Karin Astrid Siegmann*
This paper investigates the impact of the global financial crisis in the South Asian subcontinent in terms of qualitative and quantitative aspects of employment. The past two decades have been characterized by a quantum leap as regards the subcontinent’s integration into the world economy. This has contributed to rising growth rates, peaking at nine percent annual GDP growth in 2006. However, globalization has not led to proportional gains in employment. While South Asian countries were integrating fast with the global economy, there has been a trend to move away from large enterprises, stable work forces and work systems towards flexible production processes associated with precarious employment patterns and pay. The largely jobless growth has lowered labor standards and increased the vulnerability of about 90 percent of the workforce engaged in the informal sector (Mahbub ul Haq Human Development Centre 2004).
Greater integration into global markets has also increased South Asia’s vulnerability to the global financial crisis. This has been mediated through, connectivity to global financial markets as well as the high degree of export-orientation of economies across the sub-continent. This is especially true in the case of India. Whereas the grave macro-economic consequences of the crisis in South Asia have been pointed out in the few analyses available so far, employment remains a footnote therein - if it is mentioned at all. It is likely, though, that amongst others, the collapse of largely labor-intensive exports goes hand in hand with large-scale job losses and further pressure to accept poor pay and indecent working conditions in order to escape unemployment and further impoverishment.

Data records
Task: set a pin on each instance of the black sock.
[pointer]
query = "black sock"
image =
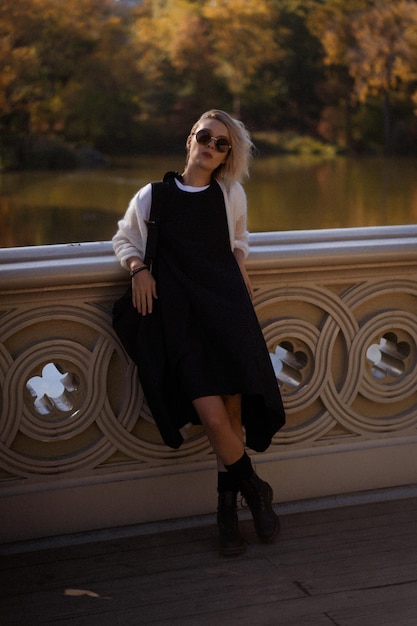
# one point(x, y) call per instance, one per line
point(241, 469)
point(226, 482)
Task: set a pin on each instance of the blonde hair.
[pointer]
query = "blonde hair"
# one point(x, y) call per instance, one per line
point(236, 166)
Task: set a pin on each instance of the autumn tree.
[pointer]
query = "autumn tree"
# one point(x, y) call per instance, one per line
point(243, 39)
point(375, 41)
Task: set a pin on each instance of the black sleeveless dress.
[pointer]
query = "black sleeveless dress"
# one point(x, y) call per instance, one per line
point(211, 342)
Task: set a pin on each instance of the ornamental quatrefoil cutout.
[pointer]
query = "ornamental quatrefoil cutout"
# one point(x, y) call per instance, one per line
point(388, 356)
point(51, 390)
point(288, 364)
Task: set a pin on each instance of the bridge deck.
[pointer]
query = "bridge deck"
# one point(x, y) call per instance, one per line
point(350, 566)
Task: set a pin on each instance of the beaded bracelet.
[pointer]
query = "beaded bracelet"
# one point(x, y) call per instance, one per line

## Exercise A:
Boil down the paragraph in the South Asia crisis excerpt that opens with "Greater integration into global markets" into a short bulleted list, keeping its main facts.
## Exercise B:
Retype the part of the South Asia crisis excerpt starting with "Greater integration into" and going on through "and further impoverishment.".

## Expected answer A:
- Closer ties to global markets have made South Asia more exposed to the global financial crisis.
- This exposure comes through links to global financial markets and the strong export focus of economies across the subcontinent, especially India.
- The few analyses so far stress the serious macroeconomic effects of the crisis, but employment is barely mentioned, if at all.
- The collapse of mostly labor-intensive exports is likely to bring large-scale job losses and more pressure to accept poor pay and indecent working conditions to avoid unemployment and deeper poverty.

## Expected answer B:
Greater integration into global markets has also increased South Asia’s vulnerability to the global financial crisis. This has been mediated through, connectivity to global financial markets as well as the high degree of export-orientation of economies across the sub-continent. This is especially true in the case of India. Whereas the grave macro-economic consequences of the crisis in South Asia have been pointed out in the few analyses available so far, employment remains a footnote therein - if it is mentioned at all. It is likely, though, that amongst others, the collapse of largely labor-intensive exports goes hand in hand with large-scale job losses and further pressure to accept poor pay and indecent working conditions in order to escape unemployment and further impoverishment.